Task requirements: Below is a set of entries. Reproduce exactly the lines from the one containing "For every instance of the dark" through the end, both included.

Data items:
+-------+

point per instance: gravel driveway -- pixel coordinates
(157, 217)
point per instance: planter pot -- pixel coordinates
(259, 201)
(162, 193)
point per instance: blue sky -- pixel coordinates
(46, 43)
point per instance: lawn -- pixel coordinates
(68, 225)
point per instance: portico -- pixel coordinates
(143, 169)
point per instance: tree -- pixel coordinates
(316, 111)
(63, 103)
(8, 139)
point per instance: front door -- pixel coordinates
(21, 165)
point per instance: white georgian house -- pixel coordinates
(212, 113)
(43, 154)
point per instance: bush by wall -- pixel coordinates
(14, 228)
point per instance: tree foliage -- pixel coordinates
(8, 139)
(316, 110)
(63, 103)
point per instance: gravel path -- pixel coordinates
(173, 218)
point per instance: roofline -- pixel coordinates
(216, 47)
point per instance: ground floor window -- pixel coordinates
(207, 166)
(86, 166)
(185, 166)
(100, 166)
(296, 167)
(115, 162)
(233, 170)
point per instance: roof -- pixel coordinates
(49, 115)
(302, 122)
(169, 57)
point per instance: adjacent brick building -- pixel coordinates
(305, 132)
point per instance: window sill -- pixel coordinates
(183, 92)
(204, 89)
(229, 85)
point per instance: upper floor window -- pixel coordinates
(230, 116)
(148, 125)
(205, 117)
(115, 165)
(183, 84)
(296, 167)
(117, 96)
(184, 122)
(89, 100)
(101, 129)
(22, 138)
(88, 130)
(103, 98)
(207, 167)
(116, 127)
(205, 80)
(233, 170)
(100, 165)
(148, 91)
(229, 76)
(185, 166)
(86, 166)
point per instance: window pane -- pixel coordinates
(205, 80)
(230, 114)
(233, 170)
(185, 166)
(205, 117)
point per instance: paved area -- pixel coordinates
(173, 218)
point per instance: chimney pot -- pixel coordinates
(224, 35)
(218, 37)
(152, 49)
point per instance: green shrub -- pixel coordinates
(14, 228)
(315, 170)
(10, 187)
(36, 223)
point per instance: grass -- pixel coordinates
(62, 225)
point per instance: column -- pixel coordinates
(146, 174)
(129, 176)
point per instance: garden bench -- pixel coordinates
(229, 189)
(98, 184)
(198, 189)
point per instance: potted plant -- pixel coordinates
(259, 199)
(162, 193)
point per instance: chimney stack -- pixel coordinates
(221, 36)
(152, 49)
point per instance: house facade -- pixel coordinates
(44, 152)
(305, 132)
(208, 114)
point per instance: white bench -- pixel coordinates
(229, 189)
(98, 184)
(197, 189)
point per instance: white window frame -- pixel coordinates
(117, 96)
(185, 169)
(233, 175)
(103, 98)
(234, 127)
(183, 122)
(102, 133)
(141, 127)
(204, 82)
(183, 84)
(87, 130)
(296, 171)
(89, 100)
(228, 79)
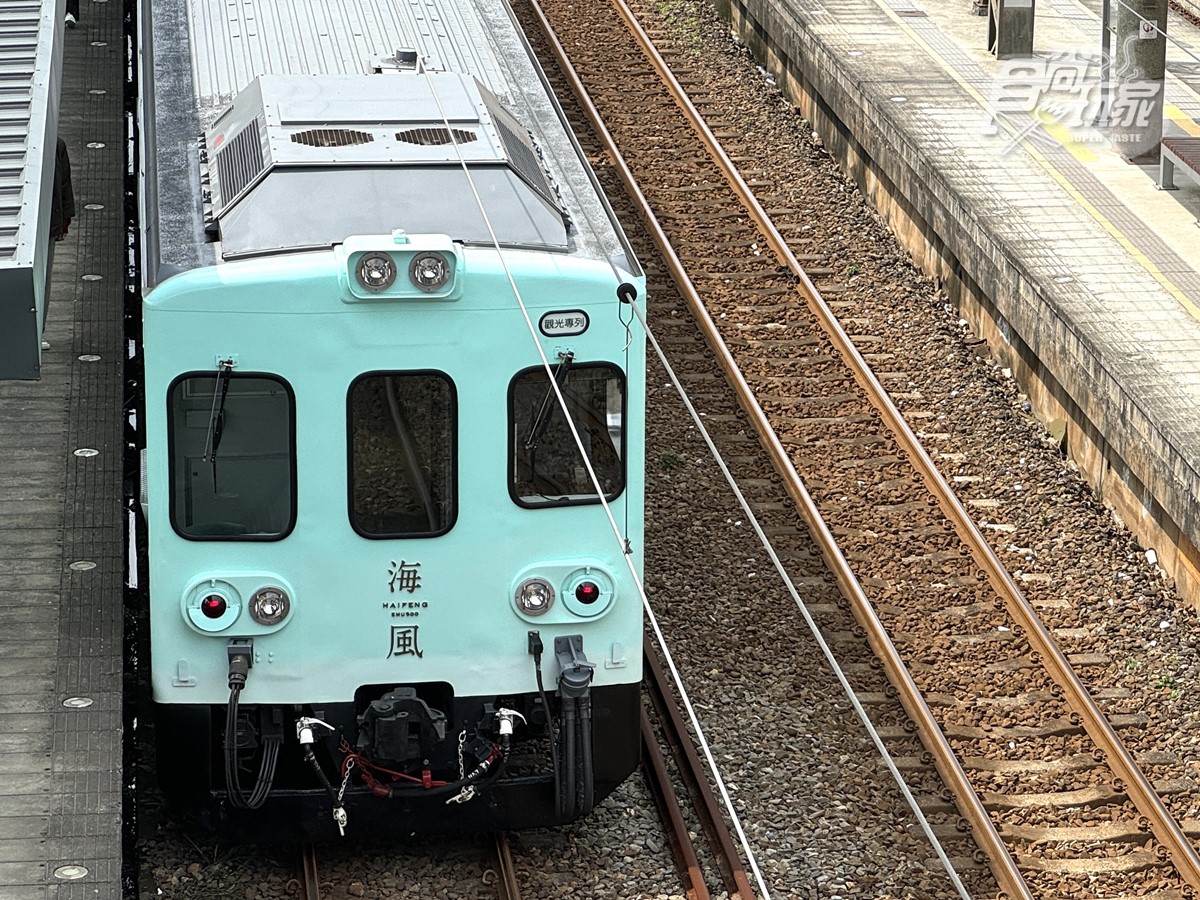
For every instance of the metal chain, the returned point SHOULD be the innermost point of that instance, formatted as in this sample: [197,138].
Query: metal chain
[346,780]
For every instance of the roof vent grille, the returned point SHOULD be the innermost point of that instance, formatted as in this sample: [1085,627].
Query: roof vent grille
[331,137]
[239,162]
[436,137]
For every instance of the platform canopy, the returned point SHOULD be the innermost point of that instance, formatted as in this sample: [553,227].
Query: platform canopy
[30,78]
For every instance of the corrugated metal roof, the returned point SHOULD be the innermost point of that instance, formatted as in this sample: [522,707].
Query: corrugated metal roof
[19,61]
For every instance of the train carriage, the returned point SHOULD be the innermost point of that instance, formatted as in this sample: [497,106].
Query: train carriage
[393,417]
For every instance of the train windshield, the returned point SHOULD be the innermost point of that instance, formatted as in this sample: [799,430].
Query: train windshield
[402,454]
[545,463]
[232,456]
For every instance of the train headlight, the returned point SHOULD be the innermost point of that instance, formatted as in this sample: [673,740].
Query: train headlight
[588,592]
[270,606]
[211,605]
[376,271]
[534,597]
[429,271]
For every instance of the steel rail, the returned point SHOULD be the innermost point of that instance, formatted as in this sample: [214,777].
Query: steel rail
[507,880]
[1132,780]
[1138,787]
[310,885]
[660,786]
[948,767]
[695,777]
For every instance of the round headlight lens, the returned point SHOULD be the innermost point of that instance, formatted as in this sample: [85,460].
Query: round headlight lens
[214,606]
[587,593]
[376,271]
[534,597]
[429,271]
[270,606]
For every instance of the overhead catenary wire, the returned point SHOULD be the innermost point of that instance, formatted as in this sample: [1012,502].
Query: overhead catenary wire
[607,510]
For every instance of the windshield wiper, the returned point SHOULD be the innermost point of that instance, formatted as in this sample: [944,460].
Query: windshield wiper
[541,420]
[216,418]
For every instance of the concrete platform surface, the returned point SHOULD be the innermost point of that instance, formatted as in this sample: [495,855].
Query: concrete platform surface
[61,523]
[1080,271]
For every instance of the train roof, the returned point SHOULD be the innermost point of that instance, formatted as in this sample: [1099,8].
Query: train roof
[301,162]
[323,119]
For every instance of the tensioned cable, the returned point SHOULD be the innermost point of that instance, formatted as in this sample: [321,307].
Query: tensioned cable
[621,539]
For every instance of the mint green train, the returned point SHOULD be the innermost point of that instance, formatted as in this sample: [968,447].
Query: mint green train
[393,421]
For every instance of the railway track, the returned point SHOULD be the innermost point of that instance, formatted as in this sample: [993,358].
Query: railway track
[1037,769]
[694,777]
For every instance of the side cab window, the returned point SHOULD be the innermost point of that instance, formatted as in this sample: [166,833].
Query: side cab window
[545,465]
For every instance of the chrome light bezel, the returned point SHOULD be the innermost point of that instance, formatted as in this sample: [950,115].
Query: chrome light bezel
[430,271]
[270,605]
[527,594]
[376,271]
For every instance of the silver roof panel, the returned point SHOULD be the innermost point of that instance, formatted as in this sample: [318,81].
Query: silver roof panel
[205,53]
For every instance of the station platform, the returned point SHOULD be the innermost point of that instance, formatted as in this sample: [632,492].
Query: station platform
[61,521]
[1080,271]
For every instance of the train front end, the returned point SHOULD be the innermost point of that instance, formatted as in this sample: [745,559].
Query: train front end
[384,593]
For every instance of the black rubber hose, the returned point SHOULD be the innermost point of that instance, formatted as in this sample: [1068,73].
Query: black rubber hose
[267,767]
[569,773]
[586,754]
[553,737]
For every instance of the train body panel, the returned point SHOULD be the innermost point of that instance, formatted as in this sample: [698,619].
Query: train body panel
[390,370]
[340,634]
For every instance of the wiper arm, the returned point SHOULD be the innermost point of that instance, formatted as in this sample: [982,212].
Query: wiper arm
[216,418]
[541,420]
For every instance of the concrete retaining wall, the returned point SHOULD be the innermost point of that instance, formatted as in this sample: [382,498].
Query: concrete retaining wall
[1117,429]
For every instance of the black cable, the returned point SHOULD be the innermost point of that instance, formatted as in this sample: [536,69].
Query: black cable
[239,667]
[311,757]
[550,725]
[569,808]
[586,753]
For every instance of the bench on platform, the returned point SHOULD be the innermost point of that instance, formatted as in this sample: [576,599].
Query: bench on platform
[1181,154]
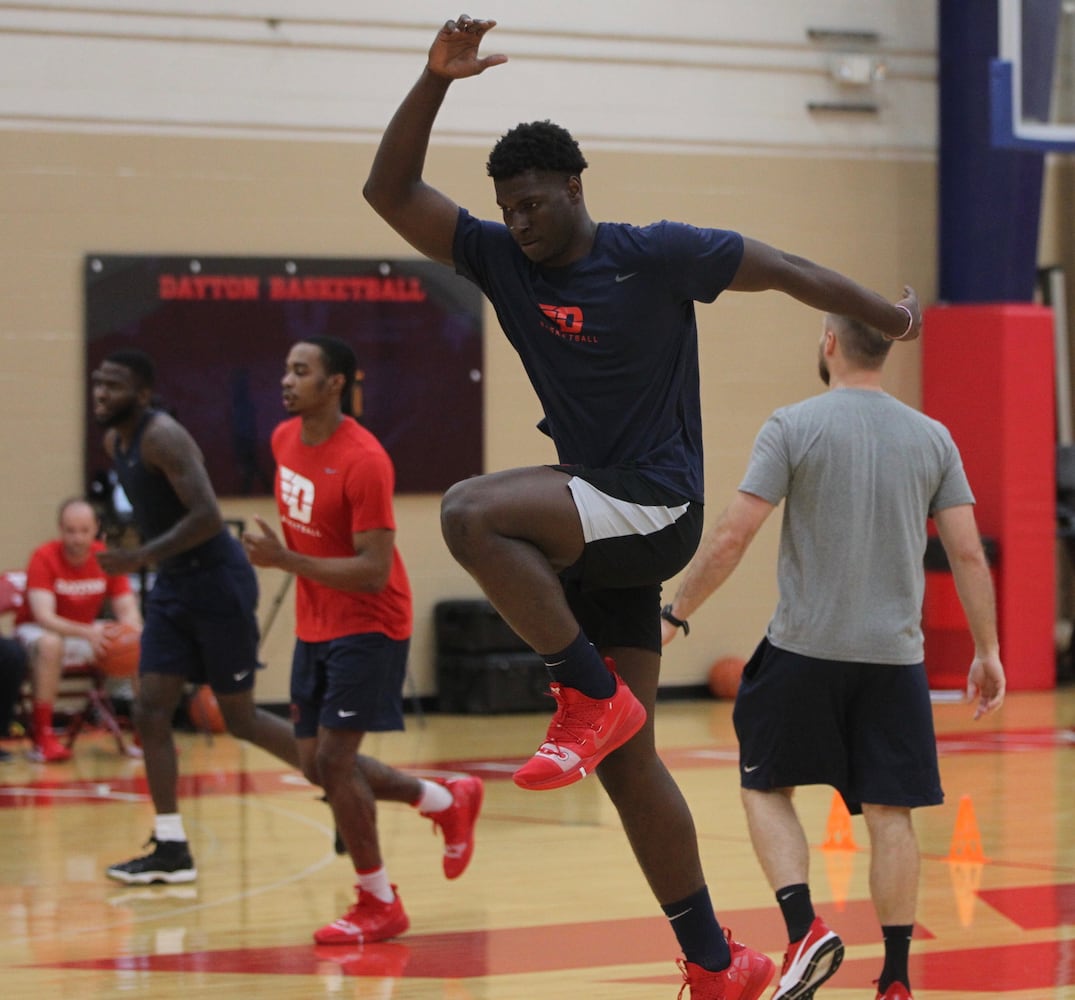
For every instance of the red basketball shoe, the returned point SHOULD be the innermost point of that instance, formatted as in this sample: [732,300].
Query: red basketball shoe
[583,732]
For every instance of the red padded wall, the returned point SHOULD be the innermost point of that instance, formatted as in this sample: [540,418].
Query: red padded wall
[988,375]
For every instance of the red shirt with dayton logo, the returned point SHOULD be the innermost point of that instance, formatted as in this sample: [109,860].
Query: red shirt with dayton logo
[327,494]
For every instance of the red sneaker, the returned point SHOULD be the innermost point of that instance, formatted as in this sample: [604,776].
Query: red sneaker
[457,822]
[583,732]
[808,962]
[47,748]
[369,919]
[896,991]
[745,979]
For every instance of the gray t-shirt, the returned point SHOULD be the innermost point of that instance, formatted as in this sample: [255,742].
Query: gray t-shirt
[860,473]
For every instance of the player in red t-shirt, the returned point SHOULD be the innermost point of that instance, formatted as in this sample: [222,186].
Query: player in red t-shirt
[59,623]
[334,486]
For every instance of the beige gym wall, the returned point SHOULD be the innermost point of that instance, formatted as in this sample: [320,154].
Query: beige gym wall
[63,195]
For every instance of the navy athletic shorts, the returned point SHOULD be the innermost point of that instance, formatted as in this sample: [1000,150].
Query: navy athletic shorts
[638,534]
[865,729]
[201,622]
[355,682]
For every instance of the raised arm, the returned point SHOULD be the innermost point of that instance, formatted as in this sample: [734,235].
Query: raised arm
[424,216]
[962,545]
[765,268]
[718,554]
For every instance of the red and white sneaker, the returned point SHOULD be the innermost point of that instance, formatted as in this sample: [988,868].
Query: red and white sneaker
[457,822]
[808,962]
[47,748]
[745,979]
[369,919]
[582,733]
[896,991]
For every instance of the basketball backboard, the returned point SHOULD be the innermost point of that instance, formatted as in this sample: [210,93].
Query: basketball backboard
[1032,85]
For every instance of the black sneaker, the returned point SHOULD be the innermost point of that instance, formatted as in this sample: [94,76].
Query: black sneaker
[169,861]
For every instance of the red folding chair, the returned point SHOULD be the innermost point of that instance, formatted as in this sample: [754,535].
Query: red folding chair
[82,684]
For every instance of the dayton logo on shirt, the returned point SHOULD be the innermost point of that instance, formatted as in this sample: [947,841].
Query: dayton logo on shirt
[567,322]
[297,491]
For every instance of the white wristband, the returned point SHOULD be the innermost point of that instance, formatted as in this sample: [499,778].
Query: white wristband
[911,323]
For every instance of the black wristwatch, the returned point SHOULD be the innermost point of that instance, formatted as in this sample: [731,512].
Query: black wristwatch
[672,619]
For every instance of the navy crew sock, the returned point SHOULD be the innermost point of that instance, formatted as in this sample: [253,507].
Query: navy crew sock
[579,666]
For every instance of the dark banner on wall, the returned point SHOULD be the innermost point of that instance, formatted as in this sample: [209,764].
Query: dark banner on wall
[219,328]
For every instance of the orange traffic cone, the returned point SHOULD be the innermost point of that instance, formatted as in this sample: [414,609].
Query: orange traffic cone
[966,839]
[837,834]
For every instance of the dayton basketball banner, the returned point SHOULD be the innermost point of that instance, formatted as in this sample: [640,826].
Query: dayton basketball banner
[219,328]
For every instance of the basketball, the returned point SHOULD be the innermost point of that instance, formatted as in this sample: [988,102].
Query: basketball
[204,712]
[120,656]
[725,676]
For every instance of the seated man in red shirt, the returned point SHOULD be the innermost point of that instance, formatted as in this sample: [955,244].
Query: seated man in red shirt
[59,623]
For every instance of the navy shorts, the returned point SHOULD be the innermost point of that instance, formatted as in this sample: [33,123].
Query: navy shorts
[638,534]
[865,729]
[201,623]
[355,682]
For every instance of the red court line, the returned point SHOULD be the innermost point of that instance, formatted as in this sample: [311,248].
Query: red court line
[1034,908]
[483,953]
[66,791]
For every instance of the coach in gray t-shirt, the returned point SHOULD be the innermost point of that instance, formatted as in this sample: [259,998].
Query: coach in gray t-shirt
[865,470]
[836,693]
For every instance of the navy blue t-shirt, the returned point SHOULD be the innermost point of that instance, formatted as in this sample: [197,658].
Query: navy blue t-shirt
[610,342]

+-------+

Exercise output:
For every instance of the dark banner on wall, the returned point SHOULD be the innermost point of that instance, formatted as in this sample: [209,764].
Query: dark banner on wall
[219,328]
For every instance of the orange traffic cone, the returned point SHOULD be the innermost point of that instance, formatted as in this sample: [414,609].
Query: orange traffic cone
[966,839]
[837,834]
For every instance of the dayton basketball banner, the returned point SHOULD be the innermost point of that instance, formatted as in this sample: [640,826].
Query: dayton basketball banner
[219,328]
For every instance of the basketball, the returned point SHOULD be the innermost point of that instance, formatted as in this sample: [988,102].
Query: basketball
[204,712]
[120,656]
[725,676]
For every instance of the seated man in red shirt, the returned point SHOULD be the innermost point of that instance, formatted as in this sample: [955,244].
Query: seated man in red shirt
[59,623]
For every instance of the navy shorts, the returned point SHOULD be the innermost point of that instance, formatted as in this sample: [33,123].
Query: navy shorts
[638,534]
[865,729]
[201,623]
[355,682]
For every instance of the red court line, the returned point SHOULD be the innermost point of that instance, formatted as in this sample: [311,248].
Query: red court line
[1034,908]
[483,953]
[66,791]
For every instance of the coach in gray t-shirt, the returned point SHOULD be the innermost point of that instance, formatted as in this sample: [259,998].
Query: coach in gray t-shirt
[865,470]
[836,693]
For every instance of the navy blue t-shirt, the returned point SHOULD be the innermost point of that instance, formatted as in this sample: [197,658].
Query: navy blue t-shirt
[610,342]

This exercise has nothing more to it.